# About this task
Starting at the first line of the listing below, repeat each line up to and including the one containing "Target: sleeve". Leave out pictures.

# Task data
--- --- ---
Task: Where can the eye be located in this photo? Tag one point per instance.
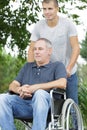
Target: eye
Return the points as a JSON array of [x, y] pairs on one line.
[[50, 8], [44, 9]]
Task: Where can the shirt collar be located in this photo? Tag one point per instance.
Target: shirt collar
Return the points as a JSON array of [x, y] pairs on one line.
[[35, 65]]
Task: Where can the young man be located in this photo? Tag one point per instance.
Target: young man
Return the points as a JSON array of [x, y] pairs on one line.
[[31, 88], [62, 33]]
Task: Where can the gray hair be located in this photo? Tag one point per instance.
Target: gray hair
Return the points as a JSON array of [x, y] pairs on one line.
[[48, 1], [48, 42]]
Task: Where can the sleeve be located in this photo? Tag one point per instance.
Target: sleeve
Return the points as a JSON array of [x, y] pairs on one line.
[[35, 35], [60, 71], [71, 29]]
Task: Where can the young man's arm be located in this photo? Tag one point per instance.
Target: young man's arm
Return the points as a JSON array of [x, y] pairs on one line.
[[30, 52]]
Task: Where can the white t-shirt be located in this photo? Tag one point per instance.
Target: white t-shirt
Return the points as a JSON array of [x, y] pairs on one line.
[[59, 36]]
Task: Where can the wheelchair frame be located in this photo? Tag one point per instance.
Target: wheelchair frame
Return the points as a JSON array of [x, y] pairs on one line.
[[63, 120]]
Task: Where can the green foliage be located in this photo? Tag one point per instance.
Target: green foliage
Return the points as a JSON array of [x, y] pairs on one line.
[[9, 67], [84, 48]]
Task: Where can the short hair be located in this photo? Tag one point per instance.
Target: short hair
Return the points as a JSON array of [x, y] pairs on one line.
[[48, 1], [48, 42]]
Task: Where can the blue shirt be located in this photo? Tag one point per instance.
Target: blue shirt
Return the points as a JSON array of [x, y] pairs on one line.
[[32, 74]]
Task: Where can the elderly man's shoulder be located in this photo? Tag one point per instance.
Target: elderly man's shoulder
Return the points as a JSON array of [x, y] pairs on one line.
[[58, 63]]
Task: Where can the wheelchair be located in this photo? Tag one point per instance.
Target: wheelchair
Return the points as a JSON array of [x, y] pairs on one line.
[[63, 115]]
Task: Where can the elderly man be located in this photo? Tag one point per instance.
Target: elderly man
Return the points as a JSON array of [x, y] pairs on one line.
[[31, 87]]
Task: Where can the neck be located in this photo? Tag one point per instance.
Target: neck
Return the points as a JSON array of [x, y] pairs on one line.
[[53, 22]]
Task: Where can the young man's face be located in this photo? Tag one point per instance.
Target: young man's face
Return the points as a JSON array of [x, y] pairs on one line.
[[41, 52], [50, 10]]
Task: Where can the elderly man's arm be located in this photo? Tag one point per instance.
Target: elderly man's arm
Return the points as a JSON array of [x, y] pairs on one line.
[[60, 83], [15, 87], [74, 55]]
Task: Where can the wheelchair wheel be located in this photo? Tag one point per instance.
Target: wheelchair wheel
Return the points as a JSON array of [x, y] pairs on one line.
[[71, 118]]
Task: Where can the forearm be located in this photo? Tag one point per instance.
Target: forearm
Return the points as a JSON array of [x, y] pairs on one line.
[[73, 59], [15, 87], [75, 53], [60, 83]]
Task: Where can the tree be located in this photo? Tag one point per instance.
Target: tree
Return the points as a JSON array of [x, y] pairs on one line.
[[13, 22], [84, 48]]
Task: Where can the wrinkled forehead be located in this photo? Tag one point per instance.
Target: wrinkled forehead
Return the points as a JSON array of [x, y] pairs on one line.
[[40, 43]]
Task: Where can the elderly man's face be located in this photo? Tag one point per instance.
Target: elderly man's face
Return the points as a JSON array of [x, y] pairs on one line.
[[41, 52]]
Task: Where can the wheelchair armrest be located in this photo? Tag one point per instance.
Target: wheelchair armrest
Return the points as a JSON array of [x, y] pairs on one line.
[[59, 90]]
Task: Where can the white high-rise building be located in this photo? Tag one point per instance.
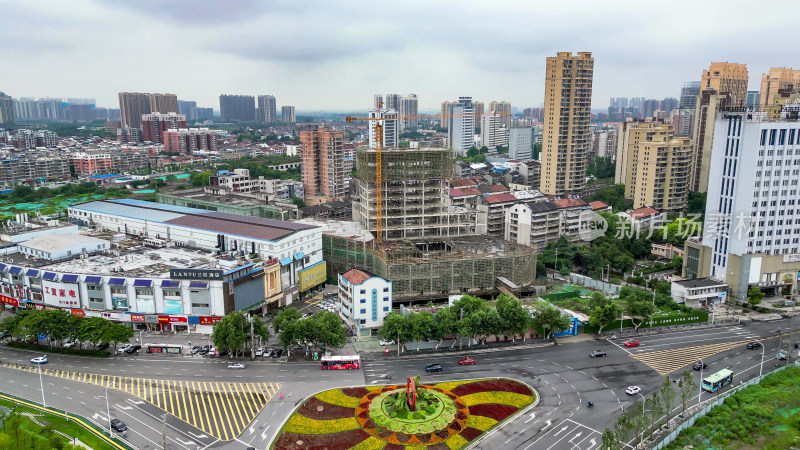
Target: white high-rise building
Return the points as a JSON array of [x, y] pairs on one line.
[[752, 219], [393, 101], [461, 126], [391, 128], [493, 133], [409, 107], [519, 143]]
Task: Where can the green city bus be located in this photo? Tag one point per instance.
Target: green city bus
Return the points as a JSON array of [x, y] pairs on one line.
[[717, 380]]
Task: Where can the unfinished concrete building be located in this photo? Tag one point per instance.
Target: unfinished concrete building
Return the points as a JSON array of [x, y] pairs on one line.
[[415, 195], [427, 269]]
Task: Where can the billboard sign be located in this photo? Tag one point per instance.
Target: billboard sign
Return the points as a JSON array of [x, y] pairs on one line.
[[312, 276], [196, 274]]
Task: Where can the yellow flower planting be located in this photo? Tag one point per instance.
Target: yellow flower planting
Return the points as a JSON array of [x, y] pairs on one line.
[[482, 423]]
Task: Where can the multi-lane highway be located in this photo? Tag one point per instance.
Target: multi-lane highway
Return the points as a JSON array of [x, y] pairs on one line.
[[210, 406]]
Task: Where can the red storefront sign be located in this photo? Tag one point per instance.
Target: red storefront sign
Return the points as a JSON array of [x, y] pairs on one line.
[[209, 320], [9, 300]]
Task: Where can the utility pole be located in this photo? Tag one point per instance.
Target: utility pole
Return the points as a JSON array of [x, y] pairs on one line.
[[252, 349], [164, 431]]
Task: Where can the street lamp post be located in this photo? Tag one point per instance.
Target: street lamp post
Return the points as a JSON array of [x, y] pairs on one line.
[[641, 435], [700, 391], [164, 431], [41, 384], [108, 410]]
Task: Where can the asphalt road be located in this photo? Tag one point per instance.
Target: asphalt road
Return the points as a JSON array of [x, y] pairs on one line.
[[205, 399]]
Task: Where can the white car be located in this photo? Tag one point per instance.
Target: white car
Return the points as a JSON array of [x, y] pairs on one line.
[[633, 390], [124, 347]]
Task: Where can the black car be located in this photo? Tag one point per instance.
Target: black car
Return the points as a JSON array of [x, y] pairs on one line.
[[118, 425], [433, 368]]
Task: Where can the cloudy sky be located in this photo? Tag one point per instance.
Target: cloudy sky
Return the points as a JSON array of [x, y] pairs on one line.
[[333, 55]]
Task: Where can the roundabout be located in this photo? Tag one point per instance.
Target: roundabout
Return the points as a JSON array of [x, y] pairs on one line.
[[447, 415]]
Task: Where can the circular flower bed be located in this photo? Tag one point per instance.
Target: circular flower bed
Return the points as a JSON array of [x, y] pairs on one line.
[[448, 416], [436, 410]]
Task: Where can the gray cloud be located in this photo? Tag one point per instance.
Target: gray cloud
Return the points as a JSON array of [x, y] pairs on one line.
[[336, 54]]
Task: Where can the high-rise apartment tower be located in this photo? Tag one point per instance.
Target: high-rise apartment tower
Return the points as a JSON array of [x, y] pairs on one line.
[[567, 110]]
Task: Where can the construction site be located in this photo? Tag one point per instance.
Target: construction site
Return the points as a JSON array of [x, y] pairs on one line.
[[429, 249], [414, 196], [426, 269]]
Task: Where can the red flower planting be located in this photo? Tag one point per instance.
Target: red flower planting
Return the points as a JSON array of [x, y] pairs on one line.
[[493, 410], [309, 409], [336, 441], [492, 385]]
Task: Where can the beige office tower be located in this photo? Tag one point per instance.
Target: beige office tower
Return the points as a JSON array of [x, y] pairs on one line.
[[132, 105], [727, 77], [654, 165], [778, 78], [708, 102], [503, 109], [445, 114], [567, 110], [479, 109], [164, 103]]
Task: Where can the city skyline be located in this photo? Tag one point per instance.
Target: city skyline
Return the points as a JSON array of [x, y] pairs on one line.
[[257, 52]]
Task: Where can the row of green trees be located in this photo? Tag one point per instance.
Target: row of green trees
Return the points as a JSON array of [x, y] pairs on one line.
[[233, 333], [645, 417], [474, 318], [60, 325], [324, 330]]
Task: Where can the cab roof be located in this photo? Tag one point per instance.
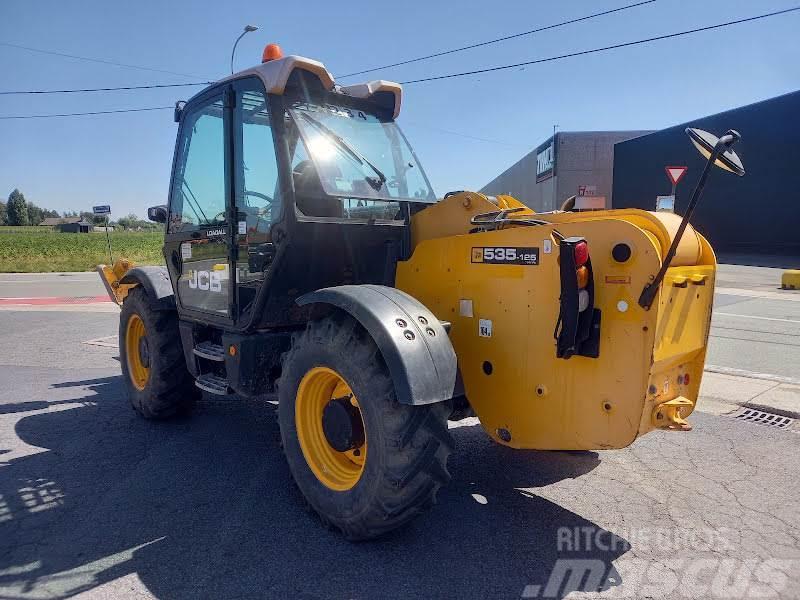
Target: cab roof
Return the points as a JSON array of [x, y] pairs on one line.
[[275, 73]]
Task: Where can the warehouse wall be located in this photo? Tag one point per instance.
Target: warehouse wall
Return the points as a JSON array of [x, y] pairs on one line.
[[519, 180], [757, 213], [586, 158], [581, 158]]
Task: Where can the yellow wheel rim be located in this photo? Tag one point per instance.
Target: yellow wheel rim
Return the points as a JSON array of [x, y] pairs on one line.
[[340, 471], [135, 346]]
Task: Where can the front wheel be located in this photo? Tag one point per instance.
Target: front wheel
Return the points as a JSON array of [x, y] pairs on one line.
[[364, 462], [159, 384]]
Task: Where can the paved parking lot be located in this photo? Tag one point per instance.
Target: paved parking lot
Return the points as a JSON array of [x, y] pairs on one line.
[[95, 502]]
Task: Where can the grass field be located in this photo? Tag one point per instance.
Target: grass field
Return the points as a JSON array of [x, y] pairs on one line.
[[32, 250]]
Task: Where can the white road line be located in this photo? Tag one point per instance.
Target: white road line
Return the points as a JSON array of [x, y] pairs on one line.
[[757, 317], [751, 374], [788, 295]]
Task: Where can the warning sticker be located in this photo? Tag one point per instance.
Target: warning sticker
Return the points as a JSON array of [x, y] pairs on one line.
[[485, 327], [622, 279]]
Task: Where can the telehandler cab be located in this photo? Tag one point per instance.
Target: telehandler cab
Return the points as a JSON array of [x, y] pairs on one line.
[[307, 254]]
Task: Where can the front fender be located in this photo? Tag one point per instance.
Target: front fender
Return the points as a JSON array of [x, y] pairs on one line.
[[414, 344], [155, 281]]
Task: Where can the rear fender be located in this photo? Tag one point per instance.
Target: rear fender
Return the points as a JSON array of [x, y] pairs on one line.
[[413, 342]]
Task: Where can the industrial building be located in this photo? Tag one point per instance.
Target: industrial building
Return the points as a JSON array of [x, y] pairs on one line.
[[568, 162], [755, 214]]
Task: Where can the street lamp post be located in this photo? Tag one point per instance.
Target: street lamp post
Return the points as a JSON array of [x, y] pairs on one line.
[[247, 29]]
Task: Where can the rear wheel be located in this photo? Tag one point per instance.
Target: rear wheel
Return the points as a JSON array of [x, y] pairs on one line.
[[365, 463], [159, 384]]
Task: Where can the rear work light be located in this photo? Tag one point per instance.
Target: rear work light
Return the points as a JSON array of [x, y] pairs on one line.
[[581, 253], [578, 327]]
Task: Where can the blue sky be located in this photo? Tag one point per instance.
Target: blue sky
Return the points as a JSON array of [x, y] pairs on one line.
[[124, 160]]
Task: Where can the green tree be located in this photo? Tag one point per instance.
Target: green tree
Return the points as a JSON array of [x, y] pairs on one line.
[[16, 209], [35, 214]]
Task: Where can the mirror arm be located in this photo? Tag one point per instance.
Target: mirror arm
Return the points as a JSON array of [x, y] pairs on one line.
[[650, 290]]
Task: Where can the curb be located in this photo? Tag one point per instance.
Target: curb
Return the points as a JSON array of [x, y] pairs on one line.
[[790, 280]]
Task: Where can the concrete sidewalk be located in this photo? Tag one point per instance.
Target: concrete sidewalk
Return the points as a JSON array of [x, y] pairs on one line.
[[722, 393]]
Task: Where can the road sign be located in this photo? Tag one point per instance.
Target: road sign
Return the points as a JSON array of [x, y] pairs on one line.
[[675, 174]]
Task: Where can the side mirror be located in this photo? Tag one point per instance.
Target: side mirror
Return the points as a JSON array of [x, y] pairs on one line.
[[707, 143], [717, 152], [157, 214]]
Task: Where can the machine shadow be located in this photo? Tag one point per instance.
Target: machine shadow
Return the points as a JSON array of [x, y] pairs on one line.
[[205, 507]]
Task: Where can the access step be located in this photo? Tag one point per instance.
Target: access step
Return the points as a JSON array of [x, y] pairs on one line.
[[213, 384], [210, 351]]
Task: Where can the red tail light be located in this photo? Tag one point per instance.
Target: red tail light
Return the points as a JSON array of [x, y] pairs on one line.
[[581, 253]]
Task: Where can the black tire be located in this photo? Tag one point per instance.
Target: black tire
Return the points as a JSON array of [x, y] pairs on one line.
[[408, 446], [169, 389]]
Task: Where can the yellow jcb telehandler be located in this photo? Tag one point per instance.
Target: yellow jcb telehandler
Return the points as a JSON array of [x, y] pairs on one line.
[[307, 254]]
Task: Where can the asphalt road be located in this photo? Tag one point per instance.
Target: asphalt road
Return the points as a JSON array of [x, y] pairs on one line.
[[95, 502]]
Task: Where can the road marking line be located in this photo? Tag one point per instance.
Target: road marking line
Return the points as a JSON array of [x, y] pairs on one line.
[[751, 374], [788, 295], [49, 300], [757, 317]]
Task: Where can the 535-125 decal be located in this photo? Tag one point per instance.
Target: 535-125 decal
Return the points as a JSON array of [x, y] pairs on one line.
[[504, 255]]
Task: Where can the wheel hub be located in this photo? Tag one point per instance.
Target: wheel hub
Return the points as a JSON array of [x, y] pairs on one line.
[[144, 352], [342, 424], [330, 428]]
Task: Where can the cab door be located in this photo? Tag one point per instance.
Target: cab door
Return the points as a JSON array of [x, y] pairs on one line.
[[258, 199], [198, 244]]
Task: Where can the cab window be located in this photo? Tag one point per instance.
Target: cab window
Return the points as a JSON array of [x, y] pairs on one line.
[[198, 188]]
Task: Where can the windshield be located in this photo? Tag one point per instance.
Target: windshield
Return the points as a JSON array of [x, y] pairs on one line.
[[359, 155]]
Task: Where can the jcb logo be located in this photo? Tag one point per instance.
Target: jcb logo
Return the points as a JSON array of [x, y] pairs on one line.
[[209, 281]]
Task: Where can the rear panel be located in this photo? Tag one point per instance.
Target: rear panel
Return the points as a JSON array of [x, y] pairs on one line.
[[503, 316]]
--- --- ---
# Exercise output
Task: Where can the eye be located in this photo? Tag one point per instance.
Target: eye
Return the points as a JSON array of [x, y] pairs on one line.
[[50, 8], [44, 9]]
Task: Where can the shirt collar be located in this photo? Tag one point per instance.
Target: shirt collar
Return the points as a JSON array of [x, y] pairs on one line.
[[35, 65]]
Task: Where can the young man be located in this photo? Tag one point per instance.
Target: young man
Return the points as a JSON array of [x, y] pairs on one line.
[[31, 88], [62, 33]]
Task: Where can the gray hair be located in this photo? Tag one point per instance.
Target: gray hair
Return the points as a JSON array of [x, y] pairs on one line.
[[48, 1], [48, 42]]
Task: Where can the sleeve be located in this photo? Tag one point per instance.
Target: sleeve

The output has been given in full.